- [Instructions for the task]:
Rewrite all the lines of the items below as a numbered list, omitting blank lines and leaving out the pictures.

>>

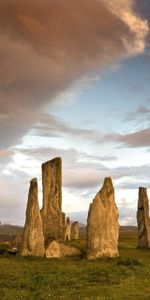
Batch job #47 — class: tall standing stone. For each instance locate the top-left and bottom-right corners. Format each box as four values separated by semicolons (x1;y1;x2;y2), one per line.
87;177;119;259
64;217;71;241
41;157;65;245
21;178;45;256
137;187;150;248
71;221;79;240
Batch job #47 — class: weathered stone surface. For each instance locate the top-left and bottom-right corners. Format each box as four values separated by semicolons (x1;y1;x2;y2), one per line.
137;187;150;248
21;178;45;256
41;157;65;245
60;243;81;256
87;177;119;259
64;217;71;241
71;221;79;240
46;241;62;258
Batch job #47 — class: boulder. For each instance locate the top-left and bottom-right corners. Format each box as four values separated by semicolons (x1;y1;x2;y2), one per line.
137;187;150;248
60;243;81;256
21;178;45;256
41;157;65;245
87;177;119;259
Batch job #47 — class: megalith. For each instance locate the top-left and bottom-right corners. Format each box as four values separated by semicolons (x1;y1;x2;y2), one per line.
21;178;45;256
41;157;65;246
137;187;150;248
87;177;119;259
64;217;71;241
71;221;79;240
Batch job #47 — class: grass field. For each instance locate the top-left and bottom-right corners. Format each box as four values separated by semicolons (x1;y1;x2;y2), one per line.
0;231;150;300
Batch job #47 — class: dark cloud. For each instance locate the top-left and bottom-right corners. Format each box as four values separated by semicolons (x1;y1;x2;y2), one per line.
0;0;148;148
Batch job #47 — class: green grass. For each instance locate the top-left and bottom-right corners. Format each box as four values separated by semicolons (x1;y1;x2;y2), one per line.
0;232;150;300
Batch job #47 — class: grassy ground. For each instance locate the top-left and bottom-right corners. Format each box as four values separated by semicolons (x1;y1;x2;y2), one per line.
0;232;150;300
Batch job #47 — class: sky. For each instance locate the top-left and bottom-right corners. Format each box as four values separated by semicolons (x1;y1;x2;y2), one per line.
0;0;150;225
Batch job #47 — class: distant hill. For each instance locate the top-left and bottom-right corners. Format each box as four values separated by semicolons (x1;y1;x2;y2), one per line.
0;224;23;242
0;224;23;235
0;221;137;242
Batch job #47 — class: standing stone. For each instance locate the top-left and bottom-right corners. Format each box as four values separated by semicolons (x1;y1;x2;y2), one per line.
137;187;150;248
21;178;45;256
87;177;119;259
46;241;62;258
41;157;65;245
71;221;79;240
65;217;71;241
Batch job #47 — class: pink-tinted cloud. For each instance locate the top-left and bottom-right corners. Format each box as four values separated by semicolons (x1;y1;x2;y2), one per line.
0;0;148;148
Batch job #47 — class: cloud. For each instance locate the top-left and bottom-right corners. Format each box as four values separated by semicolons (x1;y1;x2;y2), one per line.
97;128;150;148
124;105;150;122
0;0;148;149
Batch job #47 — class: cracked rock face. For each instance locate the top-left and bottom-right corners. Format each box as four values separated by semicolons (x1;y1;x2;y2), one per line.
41;157;65;245
71;221;79;240
87;177;119;259
137;187;150;248
21;178;45;256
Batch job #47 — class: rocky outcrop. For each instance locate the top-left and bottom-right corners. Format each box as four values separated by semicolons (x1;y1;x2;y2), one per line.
87;177;119;259
137;187;150;248
41;157;65;245
46;241;81;258
64;217;71;241
71;221;79;240
21;178;45;256
46;241;62;258
11;234;22;249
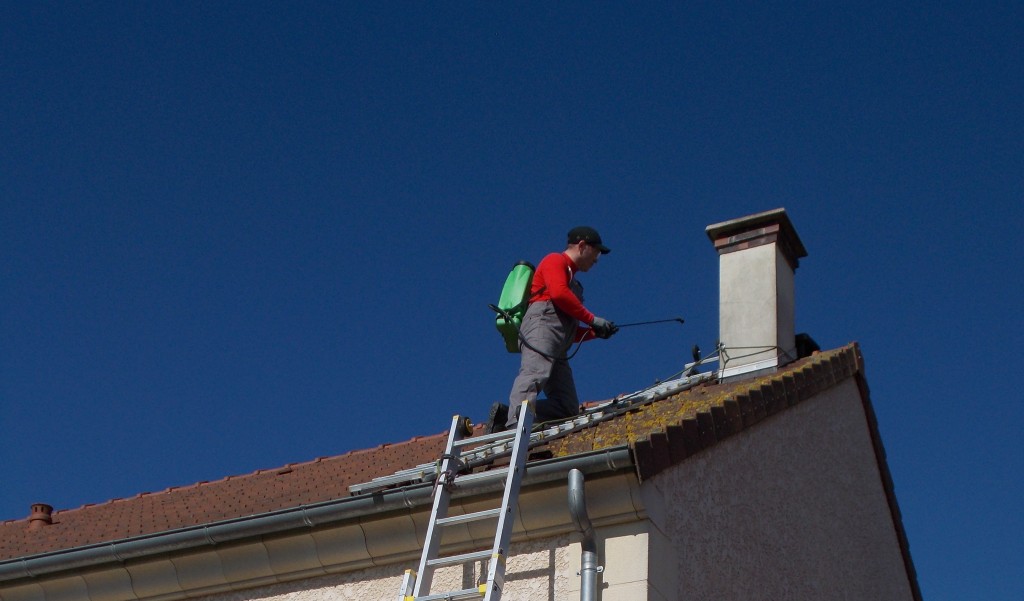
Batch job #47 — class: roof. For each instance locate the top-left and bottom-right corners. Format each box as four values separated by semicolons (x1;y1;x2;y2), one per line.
0;344;876;561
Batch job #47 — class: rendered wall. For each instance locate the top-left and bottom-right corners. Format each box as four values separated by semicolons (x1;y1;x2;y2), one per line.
641;379;912;601
185;521;663;601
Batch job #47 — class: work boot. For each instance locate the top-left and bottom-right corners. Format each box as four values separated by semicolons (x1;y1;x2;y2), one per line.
487;402;509;434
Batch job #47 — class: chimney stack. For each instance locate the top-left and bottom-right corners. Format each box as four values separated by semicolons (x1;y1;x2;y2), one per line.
29;503;53;530
706;209;807;381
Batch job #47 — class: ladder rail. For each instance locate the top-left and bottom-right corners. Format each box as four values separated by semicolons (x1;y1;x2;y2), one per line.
413;416;463;597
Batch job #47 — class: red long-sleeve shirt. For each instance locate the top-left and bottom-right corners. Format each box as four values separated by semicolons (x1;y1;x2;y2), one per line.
529;253;594;325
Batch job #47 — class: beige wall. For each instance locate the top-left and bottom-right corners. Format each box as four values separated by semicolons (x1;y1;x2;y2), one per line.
642;379;911;601
188;521;666;601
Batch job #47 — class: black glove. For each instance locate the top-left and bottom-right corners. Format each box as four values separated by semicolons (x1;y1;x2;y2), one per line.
590;317;618;339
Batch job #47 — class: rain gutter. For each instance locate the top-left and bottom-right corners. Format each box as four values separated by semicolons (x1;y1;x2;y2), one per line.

<<

- [Output]:
1. Batch job #47 — class: tall standing stone. For each instance locate the top-left and bottom-right corners. Format each box as four values separated by semicolons (x1;y1;x2;y2), one per line.
2. 87;177;119;259
3. 64;217;71;241
4. 41;157;65;245
5. 21;178;45;256
6. 137;187;150;248
7. 71;221;79;240
8. Batch job #47 — class: weathered stone surface. For each instance locate the top-left and bottom-right corners. Format each box as four values separated by semicolons (x1;y1;x2;y2), one per line.
9. 137;187;150;248
10. 21;178;45;256
11. 41;157;65;245
12. 60;243;81;256
13. 87;177;119;259
14. 64;217;71;241
15. 71;221;79;240
16. 46;241;62;258
17. Batch job #47 — class: boulder. For each instance locate the top-left and bottom-right corners. Format each box as four values separated by semicolons (x1;y1;x2;y2), one per line.
18. 137;187;150;248
19. 60;243;81;256
20. 21;178;45;256
21. 41;157;65;245
22. 87;177;119;259
23. Batch job #47 — class: megalith. For each instance locate the top-left and bottom-right corners. Format each box as four values separated by semicolons (x1;y1;x2;y2), one per line.
24. 21;178;45;256
25. 41;157;65;246
26. 137;187;150;248
27. 87;177;119;259
28. 64;217;71;241
29. 71;221;79;240
30. Batch job #47 — class: grass field. For each instance locate the top-left and bottom-right corners. Format each box as four values separated by semicolons (x1;y1;x2;y2), one per line.
31. 0;231;150;300
32. Batch job #47 — class: dark cloud. For each instance locate the top-left and bottom-right corners. Format each box as four values separated by semicolons (x1;y1;x2;y2), one per line.
33. 0;0;148;148
34. Batch job #47 — class: green grass. For each instance locate the top-left and bottom-right corners. Format each box as four values separated by semicolons (x1;y1;x2;y2), one per line.
35. 0;232;150;300
36. Batch job #47 — class: grassy ground. For each instance locate the top-left and bottom-right corners. Format each box as four values separated by semicolons (x1;y1;x2;y2), one per line.
37. 0;232;150;300
38. Batch job #47 — class: sky. For each instance locate the top-left and bottom-right corners. Format each box as four values separated by semicolons (x1;y1;x2;y2), one per line.
39. 0;0;150;225
40. Batch job #47 — class: distant hill. For each instance locate the top-left and bottom-right corners. Format each box as four values separated by semicolons (x1;y1;x2;y2), one per line.
41. 0;224;23;242
42. 0;224;23;235
43. 0;221;137;242
44. Batch job #47 — class: standing stone. For each instance locate the top-left and bottom-right corners. Format each box as four values separated by semicolons (x1;y1;x2;y2), one per line.
45. 137;187;150;248
46. 21;178;45;256
47. 87;177;119;259
48. 46;241;62;258
49. 41;157;65;245
50. 71;221;79;240
51. 65;217;71;241
52. Batch job #47 — class: pink-tinted cloud. For each instance locate the top-left and bottom-right corners. Format each box as four values separated by semicolons (x1;y1;x2;y2), one per line.
53. 0;0;148;148
54. Batch job #47 — class: cloud. For each instance locate the top-left and bottom-right corners. Format each box as four values separated by semicolons (x1;y1;x2;y2), one per line.
55. 97;128;150;148
56. 124;105;150;122
57. 0;0;148;149
58. Batch job #47 — class: cracked rock face. For each instance locate the top-left and bottom-right corners. Format each box as four values separated by semicolons (x1;y1;x2;y2), one per line.
59. 41;157;65;245
60. 71;221;79;240
61. 87;177;119;259
62. 137;187;150;248
63. 21;178;45;256
64. Batch job #47 — class: rocky outcrop. For each instance locate the top-left and bottom-right corners. Format each box as four values separated by semicolons (x1;y1;x2;y2), one per line.
65. 87;177;119;259
66. 137;187;150;248
67. 41;157;65;245
68. 46;241;81;258
69. 64;217;71;241
70. 71;221;79;240
71. 21;178;45;256
72. 46;241;62;258
73. 11;234;22;249
74. Batch job #47 — class: roof. For each instance locate the top-left and bottom-right corners. Format each box as four values separated by semicolons (x1;y1;x2;y2), one per line.
75. 0;344;876;561
76. Batch job #47 — class: rendered wall. For each instance locate the top-left and bottom-right corners. Format each box as four values separated by semicolons (x1;y1;x2;y2), one per line.
77. 641;379;912;601
78. 185;521;663;601
79. Batch job #47 — class: work boot. For each instance locate the top-left and bottom-right corners. Format each box as four values separated by semicolons (x1;y1;x2;y2), one per line.
80. 487;402;509;434
81. Batch job #47 — class: chimney stack. For each instance locate the top-left and bottom-right corners. Format each box as four values separated by semicolons (x1;y1;x2;y2), one per line.
82. 29;503;53;530
83. 706;209;807;381
84. Batch job #47 — class: ladder rail. For each instance locate the top-left and bottom-right corners. Format each box as four values separated by semicolons (x1;y1;x2;y2), one per line.
85. 413;416;463;597
86. Batch job #47 — class: red long-sleeve shirt. For each instance locate the top-left and bottom-right corners. Format each box as four values separated by semicolons (x1;y1;x2;y2), one per line.
87. 529;253;594;325
88. Batch job #47 — class: beige wall. For each instance locate the top-left and bottom-right corners. Format each box as four values separated by semicolons (x1;y1;x2;y2), one per line.
89. 642;379;911;601
90. 188;521;666;601
91. Batch job #47 — class: black glove. For each instance locate the top-left and bottom-right corners. Format each box as four values separated by semicolons (x1;y1;x2;y2), one per line.
92. 590;317;618;339
93. Batch job #47 — class: rain gutter. For each instance locate the top-left and bottom-right corners. Format each box as four values separated by semicolons (x1;y1;x2;y2), one per line.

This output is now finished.